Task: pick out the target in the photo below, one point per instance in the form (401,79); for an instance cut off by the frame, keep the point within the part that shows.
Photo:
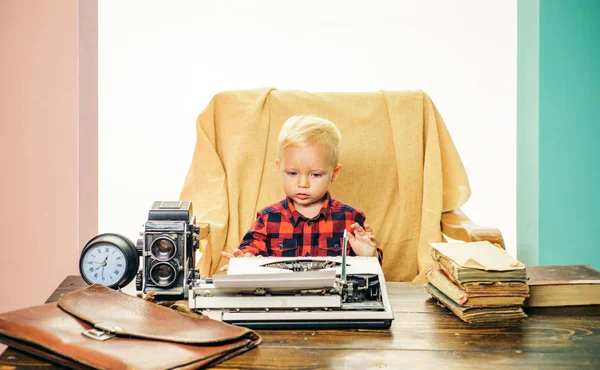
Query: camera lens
(163,248)
(163,274)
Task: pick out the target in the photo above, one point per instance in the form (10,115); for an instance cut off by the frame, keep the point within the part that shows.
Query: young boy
(308,222)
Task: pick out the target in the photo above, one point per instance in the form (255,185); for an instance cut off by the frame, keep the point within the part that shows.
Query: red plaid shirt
(281,231)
----
> [Exercise objective] Return every line of the records above word for word, but omit the pictures.

> [Final answer]
Task: pick out the target in the photo below, one point per instance in the form (401,79); for an instance cut off by the frame, keep the point within the part that shows.
Photo:
Query: camera lens
(163,248)
(163,274)
Task: pick out the target in the photo above, one point per instance in the form (10,115); for an instance cut off by the frame, keep the point within the part that shows.
Query: young boy
(308,222)
Task: pick out the target in the photo above, one point per instance in the form (255,185); for an instance cut off by the frame, keep the point within the part that shows.
Query: red plaid shirt
(281,231)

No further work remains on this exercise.